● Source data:
%%
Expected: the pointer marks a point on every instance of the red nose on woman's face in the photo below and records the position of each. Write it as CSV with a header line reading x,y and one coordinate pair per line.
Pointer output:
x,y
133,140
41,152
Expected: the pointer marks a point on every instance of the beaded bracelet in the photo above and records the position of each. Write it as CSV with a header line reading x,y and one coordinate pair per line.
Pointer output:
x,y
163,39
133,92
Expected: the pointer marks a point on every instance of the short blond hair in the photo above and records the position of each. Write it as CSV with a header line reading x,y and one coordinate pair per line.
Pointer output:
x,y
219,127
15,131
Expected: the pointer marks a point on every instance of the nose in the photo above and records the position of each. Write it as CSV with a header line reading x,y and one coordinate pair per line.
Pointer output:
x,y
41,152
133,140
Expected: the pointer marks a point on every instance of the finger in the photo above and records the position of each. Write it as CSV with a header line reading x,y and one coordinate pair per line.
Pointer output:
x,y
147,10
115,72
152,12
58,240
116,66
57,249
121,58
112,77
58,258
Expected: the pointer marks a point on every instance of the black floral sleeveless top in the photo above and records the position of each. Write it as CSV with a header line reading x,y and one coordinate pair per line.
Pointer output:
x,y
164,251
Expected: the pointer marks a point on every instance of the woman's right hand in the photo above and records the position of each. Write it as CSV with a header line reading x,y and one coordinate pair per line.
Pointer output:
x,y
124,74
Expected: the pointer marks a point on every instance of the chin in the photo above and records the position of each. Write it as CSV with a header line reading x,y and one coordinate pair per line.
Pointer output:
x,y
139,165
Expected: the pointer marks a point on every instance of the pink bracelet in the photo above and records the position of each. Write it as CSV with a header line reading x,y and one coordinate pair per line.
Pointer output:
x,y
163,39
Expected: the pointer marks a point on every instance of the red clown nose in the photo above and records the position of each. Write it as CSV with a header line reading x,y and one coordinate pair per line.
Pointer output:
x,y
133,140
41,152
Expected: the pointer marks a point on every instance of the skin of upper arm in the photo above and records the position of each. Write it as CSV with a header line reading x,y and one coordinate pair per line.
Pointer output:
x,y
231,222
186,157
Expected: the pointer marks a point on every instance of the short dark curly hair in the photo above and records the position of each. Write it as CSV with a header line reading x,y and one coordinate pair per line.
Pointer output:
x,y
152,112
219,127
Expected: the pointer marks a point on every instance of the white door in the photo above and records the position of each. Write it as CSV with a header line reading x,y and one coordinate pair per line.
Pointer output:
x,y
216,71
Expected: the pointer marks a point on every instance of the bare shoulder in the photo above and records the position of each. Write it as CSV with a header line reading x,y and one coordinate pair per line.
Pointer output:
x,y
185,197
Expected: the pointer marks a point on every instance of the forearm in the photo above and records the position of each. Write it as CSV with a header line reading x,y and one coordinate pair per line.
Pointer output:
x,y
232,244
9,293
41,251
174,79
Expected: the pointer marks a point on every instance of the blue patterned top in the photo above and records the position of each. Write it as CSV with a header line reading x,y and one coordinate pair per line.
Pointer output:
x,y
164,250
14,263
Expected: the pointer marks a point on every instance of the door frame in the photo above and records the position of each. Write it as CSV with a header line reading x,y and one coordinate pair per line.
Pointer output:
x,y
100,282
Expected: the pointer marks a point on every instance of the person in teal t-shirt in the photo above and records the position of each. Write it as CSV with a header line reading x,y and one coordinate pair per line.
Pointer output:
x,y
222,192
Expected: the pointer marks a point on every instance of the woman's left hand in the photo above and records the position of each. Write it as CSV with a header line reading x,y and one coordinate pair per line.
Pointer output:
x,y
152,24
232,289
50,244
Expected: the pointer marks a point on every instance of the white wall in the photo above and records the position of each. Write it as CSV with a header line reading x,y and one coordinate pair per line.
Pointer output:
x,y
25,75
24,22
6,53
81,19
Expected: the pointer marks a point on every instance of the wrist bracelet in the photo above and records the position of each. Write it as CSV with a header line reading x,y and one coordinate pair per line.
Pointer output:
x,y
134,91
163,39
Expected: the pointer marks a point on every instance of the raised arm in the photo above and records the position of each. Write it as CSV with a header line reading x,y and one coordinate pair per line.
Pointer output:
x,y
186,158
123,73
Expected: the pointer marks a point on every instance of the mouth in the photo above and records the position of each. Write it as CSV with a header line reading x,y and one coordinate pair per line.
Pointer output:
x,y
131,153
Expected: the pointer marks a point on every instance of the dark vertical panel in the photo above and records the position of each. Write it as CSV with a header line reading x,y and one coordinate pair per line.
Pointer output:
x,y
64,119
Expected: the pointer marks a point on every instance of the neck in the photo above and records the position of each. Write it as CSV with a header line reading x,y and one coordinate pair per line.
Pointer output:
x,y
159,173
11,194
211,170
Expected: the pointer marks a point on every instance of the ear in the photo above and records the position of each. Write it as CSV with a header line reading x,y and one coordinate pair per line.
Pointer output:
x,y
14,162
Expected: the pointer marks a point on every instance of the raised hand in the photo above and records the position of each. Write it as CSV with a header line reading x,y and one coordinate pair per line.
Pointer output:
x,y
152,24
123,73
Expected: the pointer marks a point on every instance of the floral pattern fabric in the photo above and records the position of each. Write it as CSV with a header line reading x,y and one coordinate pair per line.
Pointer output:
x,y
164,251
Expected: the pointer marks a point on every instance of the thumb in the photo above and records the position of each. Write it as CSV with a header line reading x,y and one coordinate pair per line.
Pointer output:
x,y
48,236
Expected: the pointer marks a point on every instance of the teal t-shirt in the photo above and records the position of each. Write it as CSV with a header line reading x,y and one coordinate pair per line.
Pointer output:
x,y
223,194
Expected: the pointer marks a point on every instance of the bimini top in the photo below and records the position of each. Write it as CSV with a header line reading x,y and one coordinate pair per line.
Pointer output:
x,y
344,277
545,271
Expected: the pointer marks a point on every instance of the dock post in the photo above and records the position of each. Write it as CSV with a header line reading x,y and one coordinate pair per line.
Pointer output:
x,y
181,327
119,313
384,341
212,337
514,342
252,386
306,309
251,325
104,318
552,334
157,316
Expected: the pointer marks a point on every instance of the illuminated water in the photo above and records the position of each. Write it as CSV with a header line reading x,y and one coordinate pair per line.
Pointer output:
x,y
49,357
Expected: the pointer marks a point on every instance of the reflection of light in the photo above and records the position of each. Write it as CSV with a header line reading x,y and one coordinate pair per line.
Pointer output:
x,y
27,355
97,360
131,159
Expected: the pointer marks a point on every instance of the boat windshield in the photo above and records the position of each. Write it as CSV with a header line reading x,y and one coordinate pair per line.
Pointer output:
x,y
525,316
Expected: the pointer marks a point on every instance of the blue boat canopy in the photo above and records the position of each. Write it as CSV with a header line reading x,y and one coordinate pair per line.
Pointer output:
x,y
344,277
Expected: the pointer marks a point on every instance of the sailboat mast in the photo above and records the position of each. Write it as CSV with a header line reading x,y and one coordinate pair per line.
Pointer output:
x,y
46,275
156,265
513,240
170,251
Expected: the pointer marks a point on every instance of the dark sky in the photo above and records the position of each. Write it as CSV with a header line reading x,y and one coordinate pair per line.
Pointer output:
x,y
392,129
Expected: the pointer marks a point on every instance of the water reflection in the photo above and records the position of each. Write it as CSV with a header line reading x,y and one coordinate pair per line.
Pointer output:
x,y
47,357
%%
Return the entries in full, keeping every line exactly as it is.

Expected: the pointer marks a point on every instance of the red nose on woman's face in the photo below and records the position of each. Write it as CSV with a header line reading x,y and one coordinate pair per line.
Pointer output:
x,y
133,140
41,152
Expected: the pointer marks a point on every instance of the beaded bracelet in the photo above and records the position of each. Write it as CSV with a header line reading x,y and one coordinate pair per line.
Pointer output:
x,y
163,39
133,92
Expected: the pointer marks a point on every instance of the short blond hair in the photo above and records the position of each. Write it as CSV with a header line reading x,y and one coordinate pair per line.
Pointer output:
x,y
219,127
15,131
Expected: the pointer marks a point on every instance of the nose in the photo above and records the position of each. Write it as CSV with a header line reading x,y and one coordinate pair per line.
Pointer output:
x,y
41,152
133,140
Expected: the pointer marks a point on every instance of the finger in the photo above and records the position of each. Write it as CSV with a header line reading x,y and one coordinate pair per line.
Pointer output:
x,y
147,10
115,72
152,12
58,240
116,66
57,249
121,58
112,77
58,258
Expected: the pointer marks a point on every instance of the black floral sleeveless top in the photo above and records the position of each. Write it as CSV with a header line reading x,y and one coordinate pair per line.
Pointer output:
x,y
164,251
Expected: the pointer marks a point on every instance of the woman's right hand in the photo above and records the position of each. Write it as CSV with a header line reading x,y and one coordinate pair per line.
Pointer output:
x,y
124,74
Expected: the pointer marks a point on every instance of the chin in the photo above and records the position of each. Write it as CSV with a header line reading x,y and one coordinate pair per line.
Pointer output:
x,y
139,165
Expected: the pointer marks a point on every instance of the pink bracelet in the photo above and records the position of each. Write it as CSV with a header line reading x,y and one coordinate pair per line.
Pointer output:
x,y
163,39
Expected: the pointer marks a point on every instance of the red clown nose in the photo above and records the position of each. Write it as CSV with a header line reading x,y and one coordinate pair per line.
Pointer output:
x,y
133,140
41,152
Expected: the pointer marks a point on every instance of the skin of upper arm in the photo above and records the position of each. Write it as CSV with a header line reading x,y and one coordinate pair per line.
Pointer output:
x,y
231,222
186,157
Expected: the pointer marks a point on every instance of the short dark curly hair in the photo above and records the position of each. Write it as CSV with a header line reading x,y and one coordinate pair per line.
Pointer output:
x,y
152,112
219,127
Expected: the pointer marks a point on every instance of the white door in the photo above and records the position of each. Write it as CSV with a header line reading x,y and one coordinate pair per line.
Pointer output:
x,y
216,71
Expected: the pointer marks a point on every instance of the bare shoulder in the photo above and records the position of each. Write it as CSV with a header line reading x,y and one coordinate pair per line.
Pointer output:
x,y
185,197
Expected: the pointer marks a point on every instance of the forearm in the photo above and records the position of each. Write it as CSV with a header line reading x,y and one coordinate pair per line.
Pointer output:
x,y
232,244
9,293
41,251
174,79
Expected: the pointer marks a point on every instance of the blue patterned top in the photo above and records the position of each. Write it as CSV with a header line reading x,y and one coordinate pair per line.
Pointer output:
x,y
164,250
14,263
Expected: the pointer marks a point on every instance of the door frame in the photo above and records the position of each. Write it as CSV with a header line reading x,y and one coordinate pair per line.
Pointer output:
x,y
100,282
Expected: the pointer marks a point on every instance of the person in teal t-shirt in the photo above and records the position of each. Write it as CSV with a header line reading x,y and one coordinate pair per line.
Pointer output:
x,y
222,192
Expected: the pointer marks a point on every instance of the woman's left hand in the photo above and records the position of each. Write it as CSV with a header line reading x,y and one coordinate pair per line.
Pointer output:
x,y
152,24
232,289
50,244
Expected: the pointer marks a point on every instance of the white wall in the photo above and records the position of each. Write it as CSV with a header line reading x,y and one coordinate pair per line.
Pointer output:
x,y
25,75
24,22
6,53
81,19
Expected: the pointer marks a point on every instance of the wrist bracelet in the photo above and records the position of each. Write it as CSV with a header line reading x,y and one coordinate pair per line.
Pointer output:
x,y
134,91
163,39
Expected: the pointer marks a point on every instance of the raised arm in the photo above and records the position of each. Write it as CSV with a header line reading x,y and one coordinate pair per line.
Pointer output:
x,y
186,158
123,73
Expected: the pointer marks a point on every instance of the mouth in the photo above and records the position of each. Write it as CSV with a header line reading x,y and one coordinate pair per line.
Pointer output:
x,y
131,153
Expected: the pointer marks a point on every instance of the dark vertical panel in the photo above and records the position of each. Write it as CSV with a header line reading x,y and one coordinate pair per line.
Pointer output:
x,y
64,119
Expected: the pointer marks a point on every instance of the neck in the photo above and records the position of each. Write it as CSV with a header line reading x,y and one coordinate pair per line.
Pointer output:
x,y
159,173
11,194
211,170
Expected: the pointer marks a point on every instance of the ear in the photo above and records the position of each. Write it as CSV with a header line reading x,y and one coordinate pair per line.
Pointer output:
x,y
14,162
Expected: the pointer marks a point on every instance of the raised hand in the photo above and records the position of each. Write it as CSV with a header line reading x,y and one coordinate pair per line.
Pointer output:
x,y
152,24
123,73
Expected: the pointer marks a point on every instance of the floral pattern fabric in the photo above and records the position of each. Write it as CSV with a header line reading x,y and one coordinate pair per line.
Pointer output:
x,y
164,251
Expected: the pointer marks a point on every instance of the thumb in the photo above and records the position of each. Write it as CSV with a header line reading x,y and one coordinate pair per line.
Pointer output:
x,y
48,236
Expected: the pointer marks a point on every instance of the teal t-shirt in the photo above and records the position of each. Write it as CSV with a header line reading x,y and one coordinate pair per line.
Pointer output:
x,y
223,194
Expected: the pointer marks a point on every instance of the bimini top in the photo below and records the position of each. Write it as CSV with a header line reading x,y and one coordinate pair per line.
Pointer output:
x,y
344,277
545,271
Expected: the pointer marks a point on every instance of the dock post in the photo above and records the position of each. Write it as CSV with a header line reading x,y and one coordinate pair per line.
Pointer output:
x,y
181,327
119,313
384,341
212,337
514,342
252,386
306,309
251,325
104,318
552,334
157,316
Expected: the pointer marks a point on every instance of the illuminated water in the photo above and records the position of each. Write it as CSV with a header line reading x,y and one coordinate pair per line.
Pointer output:
x,y
49,357
Expected: the pointer marks a point on every instance of the reflection of light in the photo above and records the position of each. Write it as CSV with a header line reading x,y and one coordinate pair per line.
Pointer output:
x,y
27,355
97,360
131,159
Expected: the pointer marks a point on every instance of the boat windshield in the photo above and records the position of each. Write it as CSV with a header line reading x,y and one coordinate pair per line.
Pointer output:
x,y
525,316
Expected: the pointer marks a point on every instance of the blue boat canopy in the photo above and records the position of each. Write it as CSV with a header line reading x,y and one coordinate pair per line.
Pointer output:
x,y
344,277
Expected: the pointer marks a point on every instance of the sailboat mast in the photo above and records the position of each. Write it as CSV with a header line reading x,y and one coordinate pair per line.
Pointer output:
x,y
46,275
156,265
513,240
170,251
Expected: the pointer marks a point on every instance of the dark sky in the photo above and records the position of each. Write it as CSV with a header line reading x,y and one coordinate pair per line.
Pointer output:
x,y
392,129
Expected: the pointer marks a point on every instance of the water reflection in the photo above and records the position of each. Write it as CSV with a header line reading x,y and one coordinate pair per line.
Pointer output:
x,y
47,357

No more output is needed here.